Your answer must be the records below repeated word for word, with no pictures in it.

──────────────────────────────

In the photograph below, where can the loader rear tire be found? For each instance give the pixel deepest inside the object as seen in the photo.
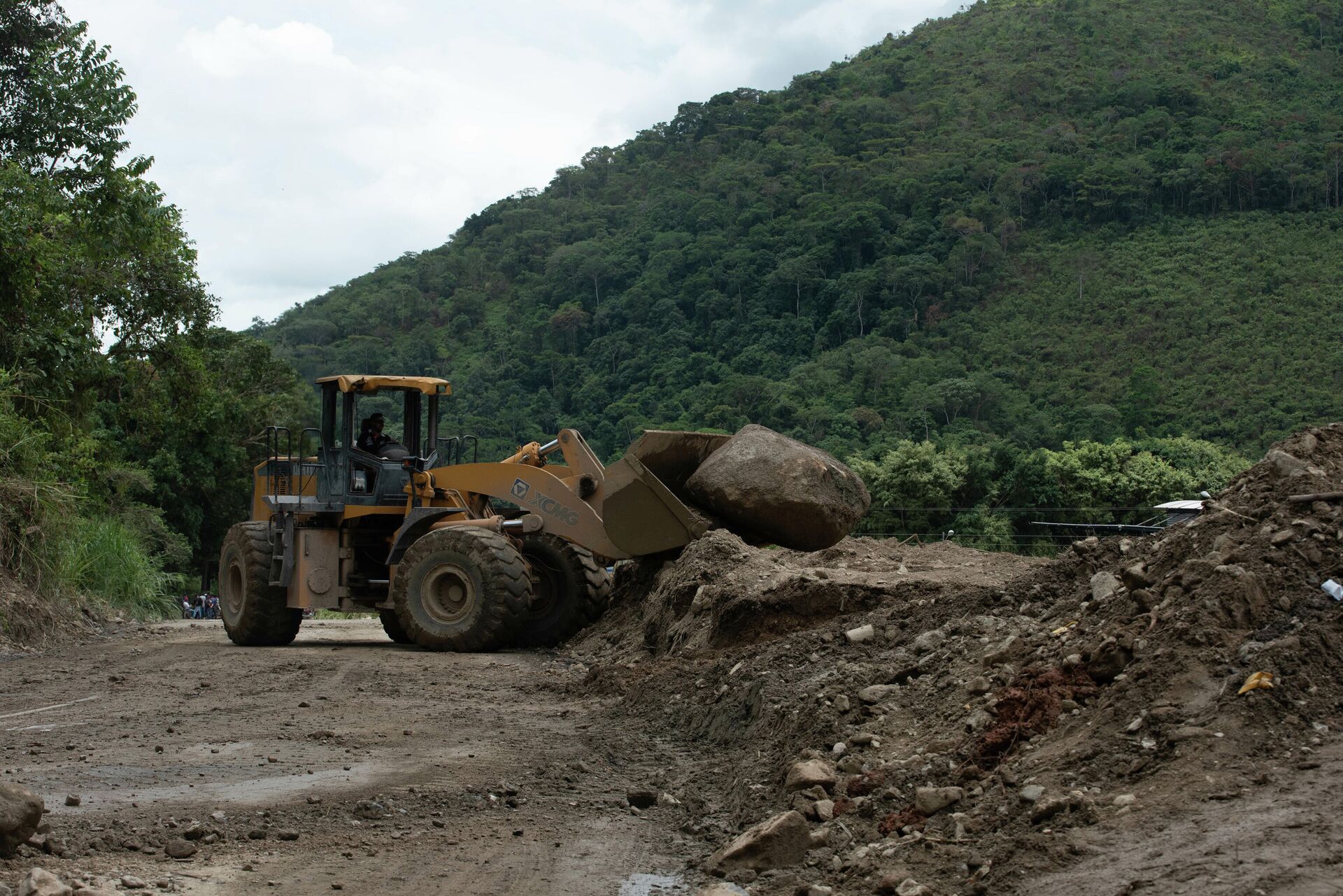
(392, 626)
(253, 609)
(461, 589)
(571, 590)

──────────────────────────────

RESPONSE TO THIS TASK
In the photograph below, where can the loader rear tire be found? For each instance give the pixel deepest inside the object as seen in the photo.
(392, 626)
(253, 609)
(461, 589)
(571, 590)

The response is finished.